● **Task instructions**:
Pick out and copy every line of the listing below that contains the string "number". Case counts.

● **Stored records**:
============

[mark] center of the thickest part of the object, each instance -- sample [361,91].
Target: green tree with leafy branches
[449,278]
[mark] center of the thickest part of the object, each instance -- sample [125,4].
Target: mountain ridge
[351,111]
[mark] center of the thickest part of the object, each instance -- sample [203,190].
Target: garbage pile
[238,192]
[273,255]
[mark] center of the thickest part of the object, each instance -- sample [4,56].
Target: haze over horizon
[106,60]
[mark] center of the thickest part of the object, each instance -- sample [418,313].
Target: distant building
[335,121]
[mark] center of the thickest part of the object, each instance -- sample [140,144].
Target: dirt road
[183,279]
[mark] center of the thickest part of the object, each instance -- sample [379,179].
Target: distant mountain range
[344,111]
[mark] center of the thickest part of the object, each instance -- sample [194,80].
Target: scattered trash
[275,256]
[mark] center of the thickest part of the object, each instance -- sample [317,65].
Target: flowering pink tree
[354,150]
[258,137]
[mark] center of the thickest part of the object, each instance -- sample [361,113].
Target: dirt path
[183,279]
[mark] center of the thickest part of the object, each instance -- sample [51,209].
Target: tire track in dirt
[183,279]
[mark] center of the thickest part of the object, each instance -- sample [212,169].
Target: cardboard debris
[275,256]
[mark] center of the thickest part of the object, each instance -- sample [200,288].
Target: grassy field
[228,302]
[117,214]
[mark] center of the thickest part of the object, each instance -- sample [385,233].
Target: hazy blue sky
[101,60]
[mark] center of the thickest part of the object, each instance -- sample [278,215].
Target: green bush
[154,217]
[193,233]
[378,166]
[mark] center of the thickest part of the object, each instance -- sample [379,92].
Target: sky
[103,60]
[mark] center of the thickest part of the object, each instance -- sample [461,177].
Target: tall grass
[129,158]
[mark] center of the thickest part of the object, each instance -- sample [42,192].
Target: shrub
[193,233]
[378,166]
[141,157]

============

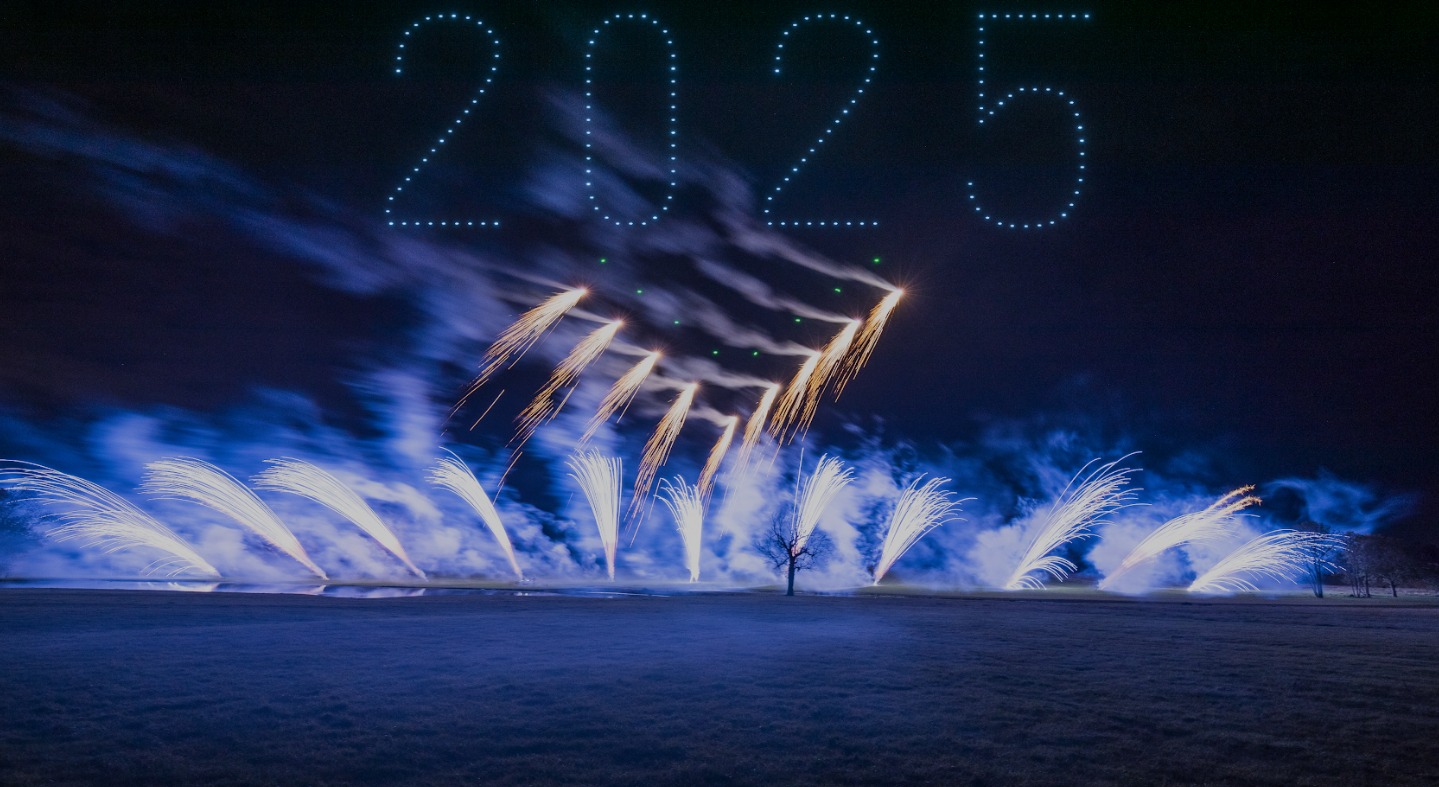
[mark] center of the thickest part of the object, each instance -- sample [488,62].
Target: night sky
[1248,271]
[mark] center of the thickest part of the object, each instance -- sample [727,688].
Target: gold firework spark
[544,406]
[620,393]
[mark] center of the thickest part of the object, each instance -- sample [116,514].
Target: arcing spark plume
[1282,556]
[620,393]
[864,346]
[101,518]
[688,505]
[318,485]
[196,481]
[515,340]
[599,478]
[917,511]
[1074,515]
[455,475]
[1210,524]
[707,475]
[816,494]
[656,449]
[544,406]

============

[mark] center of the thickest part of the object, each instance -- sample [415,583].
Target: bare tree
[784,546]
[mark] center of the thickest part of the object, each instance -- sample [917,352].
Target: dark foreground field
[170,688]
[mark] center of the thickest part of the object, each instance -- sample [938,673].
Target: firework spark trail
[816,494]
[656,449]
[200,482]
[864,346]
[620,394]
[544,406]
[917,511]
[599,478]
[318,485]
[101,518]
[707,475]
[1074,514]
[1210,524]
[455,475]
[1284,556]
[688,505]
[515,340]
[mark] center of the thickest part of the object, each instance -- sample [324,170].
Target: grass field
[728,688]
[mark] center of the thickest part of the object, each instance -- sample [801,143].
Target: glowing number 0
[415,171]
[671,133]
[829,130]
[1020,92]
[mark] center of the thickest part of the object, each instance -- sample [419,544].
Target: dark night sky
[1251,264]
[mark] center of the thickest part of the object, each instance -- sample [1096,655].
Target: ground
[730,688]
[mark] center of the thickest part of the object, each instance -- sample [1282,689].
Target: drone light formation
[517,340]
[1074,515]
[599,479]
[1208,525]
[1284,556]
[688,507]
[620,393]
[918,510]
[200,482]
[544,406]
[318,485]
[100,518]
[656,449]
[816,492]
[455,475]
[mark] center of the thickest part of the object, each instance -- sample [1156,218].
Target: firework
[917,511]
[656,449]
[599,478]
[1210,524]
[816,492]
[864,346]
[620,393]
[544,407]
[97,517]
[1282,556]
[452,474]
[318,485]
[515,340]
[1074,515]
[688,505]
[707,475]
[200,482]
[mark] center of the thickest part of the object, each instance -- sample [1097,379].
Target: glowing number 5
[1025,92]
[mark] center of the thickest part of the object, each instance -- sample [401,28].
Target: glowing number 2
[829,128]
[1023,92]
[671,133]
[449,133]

============

● **Output for this exercise**:
Target: glowing number 0
Target: glowing number 5
Target: glowing number 2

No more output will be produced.